:: ФРАГМЕНТ ТЕКСТА ::
───

Обвинение донельзя тяжелое…

Руководители «Современника» были удивлены и возмущены резкостью высказываний издателей «Колокола». Тогда еще не виделось отчетливых признаков резкого размежевания между ними. В своем дневнике Добролюбов записал: «Однако хороши наши передовые люди! Успели уж пришибить в себе чутье, которым прежде чуяли призыв к революции, где бы он ни слышался и в каких бы формах ни являлся. Теперь уж у них на уме мирный прогресс при инициативе сверху, под покровом законности! Я лично не очень убит неблаговолением Герцена… но Некрасов обеспокоен».

С некоторых пор Герцен не особенно жаловал (выражение слишком слабое!) главного редактора «Современника» Н. А. Некрасова. По причине неблаговидного поведения его гражданской жены — А. Я. Панаевой вышел крупный спор, скорее, даже скандал об огаревском наследстве[150]. Поэтому в Лондон для объяснений отправился Чернышевский.

───

:: ИСХОДНЫЕ ДАННЫЕ ::
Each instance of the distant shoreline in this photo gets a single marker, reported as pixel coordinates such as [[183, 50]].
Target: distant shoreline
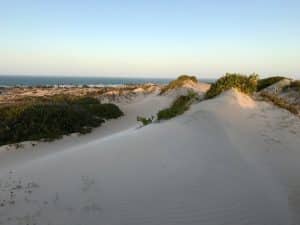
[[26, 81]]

───

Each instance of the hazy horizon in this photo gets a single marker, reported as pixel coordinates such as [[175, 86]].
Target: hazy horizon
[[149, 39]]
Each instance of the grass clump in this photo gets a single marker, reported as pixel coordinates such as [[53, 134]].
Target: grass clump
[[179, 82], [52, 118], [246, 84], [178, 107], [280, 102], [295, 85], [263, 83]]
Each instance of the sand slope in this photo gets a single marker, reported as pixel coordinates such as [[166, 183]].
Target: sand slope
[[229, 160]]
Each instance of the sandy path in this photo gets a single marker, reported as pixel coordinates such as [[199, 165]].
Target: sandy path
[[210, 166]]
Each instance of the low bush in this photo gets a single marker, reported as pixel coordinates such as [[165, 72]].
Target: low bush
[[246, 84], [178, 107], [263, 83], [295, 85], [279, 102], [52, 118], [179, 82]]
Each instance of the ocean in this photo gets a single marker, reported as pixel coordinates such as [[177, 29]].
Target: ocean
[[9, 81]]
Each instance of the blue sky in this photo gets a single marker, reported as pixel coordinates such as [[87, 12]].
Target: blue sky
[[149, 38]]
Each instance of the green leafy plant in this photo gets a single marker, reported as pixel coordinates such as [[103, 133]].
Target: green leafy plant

───

:: ЗАДАНИЕ ::
Скопируйте дословно часть фрагмента о разногласиях «Современника» и «Колокола», начиная со слов «С некоторых пор» и заканчивая словами «объяснений отправился Чернышевский.».

:: ОТВЕТ ::
С некоторых пор Герцен не особенно жаловал (выражение слишком слабое!) главного редактора «Современника» Н. А. Некрасова. По причине неблаговидного поведения его гражданской жены — А. Я. Панаевой вышел крупный спор, скорее, даже скандал об огаревском наследстве[150]. Поэтому в Лондон для объяснений отправился Чернышевский.